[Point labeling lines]
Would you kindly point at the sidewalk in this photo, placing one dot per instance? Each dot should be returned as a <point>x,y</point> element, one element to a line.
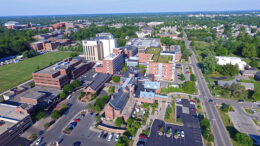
<point>37,128</point>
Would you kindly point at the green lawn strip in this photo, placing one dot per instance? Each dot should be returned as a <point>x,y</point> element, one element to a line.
<point>15,74</point>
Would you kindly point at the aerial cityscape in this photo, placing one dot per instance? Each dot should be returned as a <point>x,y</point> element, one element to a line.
<point>145,74</point>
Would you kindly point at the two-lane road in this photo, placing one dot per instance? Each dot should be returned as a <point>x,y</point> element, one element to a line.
<point>219,130</point>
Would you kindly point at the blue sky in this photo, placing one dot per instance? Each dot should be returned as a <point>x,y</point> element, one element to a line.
<point>49,7</point>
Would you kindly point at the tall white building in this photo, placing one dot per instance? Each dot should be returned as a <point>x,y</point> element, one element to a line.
<point>109,42</point>
<point>93,50</point>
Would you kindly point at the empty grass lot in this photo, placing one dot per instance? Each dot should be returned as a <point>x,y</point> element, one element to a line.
<point>15,74</point>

● **TASK BRIEF**
Convert everything from the line containing "Would you kindly point at the tall" down to the end of the lines into a two-column CSV with the headers line and answer. Give one row for each line that asks for points, placing its wording and its full answer each in a single quoted field, with any line breaks turned into spaces.

● **PROBLEM SOLUTION**
line,answer
"Would you kindly point at the tall white building in this photo, placing one dot per instance? Each dot should be returned as a <point>x,y</point> element, one element to a line.","<point>109,42</point> <point>93,50</point>"
"Would you kindly point at the empty grass lot in this photo, placing one dot per instance? Each dot should be returned as a <point>x,y</point> element, one element to a line.","<point>15,74</point>"